Torniamo a parlare di giovani. Lo stiamo facendo da diverse angolazioni, prendendo spunto da una serie di fatti che ci lasciano sempre più basiti. Si sentono le distanze generazionali quando leggiamo ciò che accade, ci interroghiamo e ci sembra che il mondo stia cambiando verso qualcosa che fatichiamo anche solo a concepire come plausibile. L’ultimo fatto di cronaca riguarda un ragazzo minorenne che ha ucciso una sua coetanea per (probabili) futili motivi.
Ogni qualvolta accade una cosa del genere facciamo riferimento sempre alla “crisi dei valori”, ai cambiamenti della società, alla povertà educativa, alla necessità di offrire opportunità diversificate di crescita ai giovani… Tutte analisi corrette, ma che sembrano non bastare a darci conto di quanto accaduto. Proviamo a chiederci perché assistiamo ad eventi in cui la spirale di violenza sembra essere l’unica risposta.
Un’azione aggressiva, tale da portare alla distruzione dell’altro, contempla una serie di elementi e di dimensioni che si muovono su livelli diversi. Se le teorie e le definizioni dell’azione aggressiva sono molte, ad oggi è possibile riconoscerne come acclarati alcuni punti.
Nei soggetti che le compiono, alle fragilità neurobiologiche e neurofisiologiche si accompagnano distorsioni cognitive su come si debbano risolvere alcuni conflitti. Il peso dell’ambiente – di come questo modella le alternative di risposta che un individuo ha, di fronte ad una condizione che gli suscita rabbia e frustrazione o di fronte al desiderio di raggiungere il dominio sull’altro o di ottenere un vantaggio personale a scapito dell’altro – è riconosciuto come più importante dei fattori genetici interni all’individuo. Le emozioni che sottostanno alla risposta aggressiva e la risposta aggressiva stessa fanno parte della variabilità del comportamento normale e, nell’uomo, questa condotta viene messa in atto nel caso in cui l’individuo si senta minacciato nella sua integrità fisica o psichica, o entrambe.
Di fronte ad una condotta che porta alla distruzione della controparte, alla fragilità biofisiologica e all’ambiente dobbiamo aggiungere anche la presenza di stimoli ed elementi che rimandano a situazioni aggressive. La presenza di armi o di oggetti atti ad offendere, può aumentare l’attivazione (“arousal”, si chiama in neuropsicologia) della risposta aggressiva, che può portare all’annullamento dell’altro.

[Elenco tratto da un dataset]
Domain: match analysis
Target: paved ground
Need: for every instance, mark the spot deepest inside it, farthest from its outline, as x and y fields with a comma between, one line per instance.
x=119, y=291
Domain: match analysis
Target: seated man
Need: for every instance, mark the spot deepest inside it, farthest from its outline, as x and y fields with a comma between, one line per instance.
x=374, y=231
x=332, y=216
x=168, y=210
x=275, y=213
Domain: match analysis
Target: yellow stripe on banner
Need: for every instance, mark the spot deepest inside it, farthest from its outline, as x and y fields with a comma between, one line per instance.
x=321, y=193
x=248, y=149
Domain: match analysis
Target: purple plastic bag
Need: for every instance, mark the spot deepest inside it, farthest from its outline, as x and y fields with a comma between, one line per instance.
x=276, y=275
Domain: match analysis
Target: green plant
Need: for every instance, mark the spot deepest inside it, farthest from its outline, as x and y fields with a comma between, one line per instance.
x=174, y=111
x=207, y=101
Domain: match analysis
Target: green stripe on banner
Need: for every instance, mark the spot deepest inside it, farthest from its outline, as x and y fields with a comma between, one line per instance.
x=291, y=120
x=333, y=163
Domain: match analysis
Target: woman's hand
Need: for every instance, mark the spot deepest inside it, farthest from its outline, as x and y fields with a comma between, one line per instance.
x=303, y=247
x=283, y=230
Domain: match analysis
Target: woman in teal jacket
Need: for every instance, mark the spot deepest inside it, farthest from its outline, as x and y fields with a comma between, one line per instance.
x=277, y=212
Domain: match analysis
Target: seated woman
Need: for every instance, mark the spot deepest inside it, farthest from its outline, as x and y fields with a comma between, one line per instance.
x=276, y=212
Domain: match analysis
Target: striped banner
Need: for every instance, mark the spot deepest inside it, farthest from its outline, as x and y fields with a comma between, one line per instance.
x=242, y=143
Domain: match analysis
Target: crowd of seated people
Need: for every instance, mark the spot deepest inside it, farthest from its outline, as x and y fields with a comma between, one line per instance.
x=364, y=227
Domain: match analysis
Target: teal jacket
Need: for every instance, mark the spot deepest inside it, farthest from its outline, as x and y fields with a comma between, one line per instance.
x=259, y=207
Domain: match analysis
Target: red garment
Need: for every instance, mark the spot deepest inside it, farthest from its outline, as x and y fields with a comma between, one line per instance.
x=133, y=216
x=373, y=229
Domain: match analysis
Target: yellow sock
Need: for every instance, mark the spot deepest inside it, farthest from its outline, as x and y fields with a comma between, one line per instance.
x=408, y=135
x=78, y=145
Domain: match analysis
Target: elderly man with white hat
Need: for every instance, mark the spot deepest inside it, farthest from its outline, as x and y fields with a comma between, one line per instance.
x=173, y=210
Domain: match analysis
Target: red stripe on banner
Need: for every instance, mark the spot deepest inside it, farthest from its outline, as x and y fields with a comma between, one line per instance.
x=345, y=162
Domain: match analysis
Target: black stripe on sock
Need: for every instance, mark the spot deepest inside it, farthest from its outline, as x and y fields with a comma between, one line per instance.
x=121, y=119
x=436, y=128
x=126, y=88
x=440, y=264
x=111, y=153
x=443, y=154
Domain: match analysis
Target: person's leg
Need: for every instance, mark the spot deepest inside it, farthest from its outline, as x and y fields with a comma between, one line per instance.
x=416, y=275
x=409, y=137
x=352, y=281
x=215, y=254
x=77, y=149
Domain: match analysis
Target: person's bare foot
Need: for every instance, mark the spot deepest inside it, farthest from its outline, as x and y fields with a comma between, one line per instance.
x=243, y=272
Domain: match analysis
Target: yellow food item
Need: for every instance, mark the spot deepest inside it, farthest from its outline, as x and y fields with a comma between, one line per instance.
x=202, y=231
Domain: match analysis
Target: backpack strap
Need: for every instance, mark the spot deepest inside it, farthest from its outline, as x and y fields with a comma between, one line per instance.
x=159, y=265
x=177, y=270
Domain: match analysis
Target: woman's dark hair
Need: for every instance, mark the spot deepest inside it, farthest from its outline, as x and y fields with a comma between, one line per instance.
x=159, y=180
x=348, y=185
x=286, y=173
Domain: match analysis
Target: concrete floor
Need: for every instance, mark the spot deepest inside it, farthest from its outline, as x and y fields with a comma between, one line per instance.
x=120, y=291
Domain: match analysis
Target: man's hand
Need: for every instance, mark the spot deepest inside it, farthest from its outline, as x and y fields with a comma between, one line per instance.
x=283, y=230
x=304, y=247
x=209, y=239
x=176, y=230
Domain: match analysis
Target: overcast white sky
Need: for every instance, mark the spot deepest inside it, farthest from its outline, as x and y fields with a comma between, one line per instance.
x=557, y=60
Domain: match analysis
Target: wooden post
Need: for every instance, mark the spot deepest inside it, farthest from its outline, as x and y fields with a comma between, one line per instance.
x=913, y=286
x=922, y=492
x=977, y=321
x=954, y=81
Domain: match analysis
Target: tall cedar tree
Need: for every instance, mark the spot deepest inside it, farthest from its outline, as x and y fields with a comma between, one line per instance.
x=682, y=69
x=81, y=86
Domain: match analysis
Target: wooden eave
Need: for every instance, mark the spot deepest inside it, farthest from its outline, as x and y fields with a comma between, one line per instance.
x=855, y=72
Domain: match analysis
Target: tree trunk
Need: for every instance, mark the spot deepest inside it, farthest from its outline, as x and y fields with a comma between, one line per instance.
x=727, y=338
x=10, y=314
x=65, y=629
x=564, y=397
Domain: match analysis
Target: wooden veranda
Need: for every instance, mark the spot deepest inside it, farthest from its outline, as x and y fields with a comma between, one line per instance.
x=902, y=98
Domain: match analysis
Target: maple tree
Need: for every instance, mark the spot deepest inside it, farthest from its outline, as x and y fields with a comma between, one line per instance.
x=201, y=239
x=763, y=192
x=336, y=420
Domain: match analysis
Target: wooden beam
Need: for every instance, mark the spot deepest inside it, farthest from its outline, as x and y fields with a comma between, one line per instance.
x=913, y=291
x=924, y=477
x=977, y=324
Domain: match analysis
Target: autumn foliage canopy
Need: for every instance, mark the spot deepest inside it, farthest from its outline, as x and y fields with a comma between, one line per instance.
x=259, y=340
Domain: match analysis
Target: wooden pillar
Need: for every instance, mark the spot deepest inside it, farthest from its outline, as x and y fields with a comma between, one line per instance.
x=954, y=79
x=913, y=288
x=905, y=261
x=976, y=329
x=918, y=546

### [Esercizi proposti]
A. Traduci in inglese questa frase del testo sulla violenza giovanile: "Proviamo a chiederci perché assistiamo ad eventi in cui la spirale di violenza sembra essere l’unica risposta."
B. Prosegui il testo sulla violenza giovanile a partire dalla sua ultima frase, mantenendone tono e argomento.

### [Risposte per voce]
A. Let us try to ask ourselves why we witness events in which the spiral of violence seems to be the only response.

B.
A ciò si può aggiungere la condizione di “stato affettivo negativo”: se la persona già in condizione di attivazione rabbiosa si sente aggredita, con più facilità tenderà a liberarsi dell’altro attraverso la violenza. Se tutto ciò non fosse già sufficiente, possiamo aggiungere quegli elementi che attengono alle regole del gruppo, alle norme a cui un individuo ritiene di aderire, che spesso fanno si che l’individuo stesso si riconosca solo in parte come responsabile di un comportamento volto a ledere un altro. Arrivare ad uccidere qualcuno non è un gioco, non è un’azione semplice, non avviene per caso. Uccidere qualcuno è una condizione estrema che contempla diverse dimensioni che devono manifestarsi in sequenza e di cui, spesso, anche chi compie l’azione violenta, non si rende perfettamente conto di averle messe in atto.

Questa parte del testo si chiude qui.